Wat te doen: Typ het stuk van "Theodoor Everhard (Theo)" tot en met "de Tweede Wereldoorlog." uit de tekst over Theo van Reemst letterlijk over.

Gekozen fragment:
※

Theodoor Everhard (Theo) van Reemst (Sleen, 10 oktober 1908 - Amstelveen, 14 januari 1980)[1] was een Nederlandse arts en verzetsstrijder tijdens de Spaanse Burgeroorlog en de Tweede Wereldoorlog.

Levensloop bewerken

Van Reemst werd geboren in Sleen in Drenthe als zoon van de arts Theodorus Arnoldus van Reemst en Wilhelmina Everharda Luber.[2] Van Reemst ging medicijnen studeren in Groningen en werd aldaar lid van de sociaaldemocratische studentenvereniging. Eind oktober 1936 studeerde Van Reemst af en in december van dat jaar ging hij illegaal naar Spanje om zich aan te sluiten bij de Internationale Brigades.

※

Getoonde regels:

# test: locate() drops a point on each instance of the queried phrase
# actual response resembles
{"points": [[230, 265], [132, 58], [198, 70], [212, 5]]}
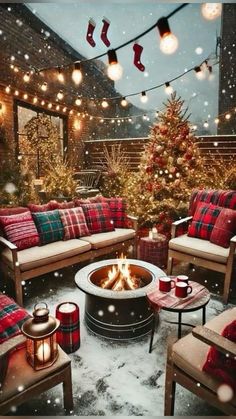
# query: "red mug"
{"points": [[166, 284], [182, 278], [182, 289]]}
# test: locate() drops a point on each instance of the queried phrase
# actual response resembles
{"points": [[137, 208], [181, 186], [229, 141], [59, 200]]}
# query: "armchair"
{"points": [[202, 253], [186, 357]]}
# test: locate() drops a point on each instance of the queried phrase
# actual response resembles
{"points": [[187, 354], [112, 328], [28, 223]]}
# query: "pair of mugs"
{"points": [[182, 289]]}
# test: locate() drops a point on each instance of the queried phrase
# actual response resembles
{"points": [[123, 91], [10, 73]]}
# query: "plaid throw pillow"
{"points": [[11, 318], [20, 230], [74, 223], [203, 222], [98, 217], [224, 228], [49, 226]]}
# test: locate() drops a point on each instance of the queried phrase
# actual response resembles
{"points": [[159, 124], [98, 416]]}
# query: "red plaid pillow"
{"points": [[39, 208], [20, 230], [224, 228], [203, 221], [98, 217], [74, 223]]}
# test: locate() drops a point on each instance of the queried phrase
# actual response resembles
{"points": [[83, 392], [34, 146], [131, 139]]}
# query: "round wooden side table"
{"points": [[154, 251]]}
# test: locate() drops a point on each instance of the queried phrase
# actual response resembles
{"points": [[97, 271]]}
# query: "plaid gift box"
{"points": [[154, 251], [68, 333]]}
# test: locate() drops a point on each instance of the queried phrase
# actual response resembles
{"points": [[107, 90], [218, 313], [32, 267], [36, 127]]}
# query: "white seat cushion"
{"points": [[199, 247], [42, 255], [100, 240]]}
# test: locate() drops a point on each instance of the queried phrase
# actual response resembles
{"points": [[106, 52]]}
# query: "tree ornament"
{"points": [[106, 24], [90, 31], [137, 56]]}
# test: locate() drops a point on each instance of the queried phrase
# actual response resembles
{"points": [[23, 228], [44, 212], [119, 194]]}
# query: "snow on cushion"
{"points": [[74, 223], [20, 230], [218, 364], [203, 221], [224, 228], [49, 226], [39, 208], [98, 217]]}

※

Jouw antwoord:
Theodoor Everhard (Theo) van Reemst (Sleen, 10 oktober 1908 - Amstelveen, 14 januari 1980)[1] was een Nederlandse arts en verzetsstrijder tijdens de Spaanse Burgeroorlog en de Tweede Wereldoorlog.